Exercise details:
Reproduce the basketball game recap word for word, from "There was no" to "with 4:45 left.".

The third quarter was back and forth between the two teams. Madison Greenlee scored for the Lady Green Waves to give them a slight lead, 15-13 with 6:23 left in the quarter. Then Marvell tied it up at 15 with 5:36 left.

There was no scoring for four minutes and Marvell was able to sink a basket for the 17-15 lead with 1:38 left in the quarter. A free throw by Kimsey was the final score of the quarter with 34.3 seconds left. Marvell led 17-16 going into the fourth quarter.

The game was again tied at 18 and 22. On an assist from Bradi Beard, Madison Greenlee scored with 5:21 left in regulation. The Lady Green Waves stole a ball and Kimsey gave them the 20-18 lead with 4:55 left. Then on a quick steal of the inbound ball, the Lady Waves scored again for the 22-18 lead with 4:45 left.

Marvell went on a quick scoring run using its pressure defense to tie the game at 22 with 43.1 seconds left. North Delta missed a basket at the buzzer which would have given them the win and the game went into overtime.

Sara Waldrip scored first for the Lady Waves with 2:26 on the overtime clock for the 24-22 lead. Marvell tied it up with 2:01 left then went ahead hitting two free throws with 28.9 seconds left.

North Delta had two attempts to score in the final seconds but the balls would not fall.

Scoring for the Lady Waves were Kimsey, 12 points; Greenlee, 8 points; Beard and Waldrip, 2 points each.

Material provided:
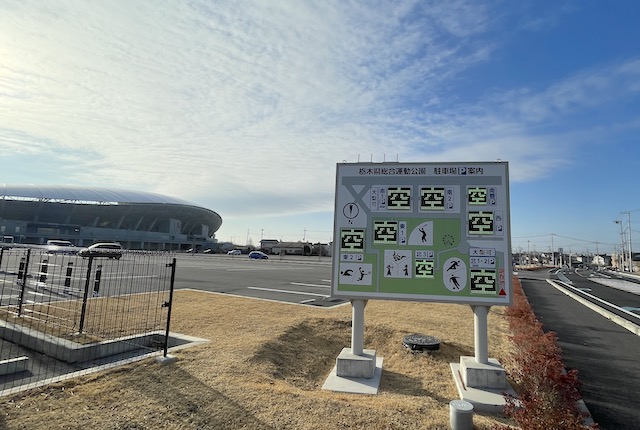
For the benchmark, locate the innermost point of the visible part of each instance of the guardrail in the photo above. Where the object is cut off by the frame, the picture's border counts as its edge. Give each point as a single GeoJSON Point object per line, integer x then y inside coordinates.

Written response:
There was no scoring for four minutes and Marvell was able to sink a basket for the 17-15 lead with 1:38 left in the quarter. A free throw by Kimsey was the final score of the quarter with 34.3 seconds left. Marvell led 17-16 going into the fourth quarter.

The game was again tied at 18 and 22. On an assist from Bradi Beard, Madison Greenlee scored with 5:21 left in regulation. The Lady Green Waves stole a ball and Kimsey gave them the 20-18 lead with 4:55 left. Then on a quick steal of the inbound ball, the Lady Waves scored again for the 22-18 lead with 4:45 left.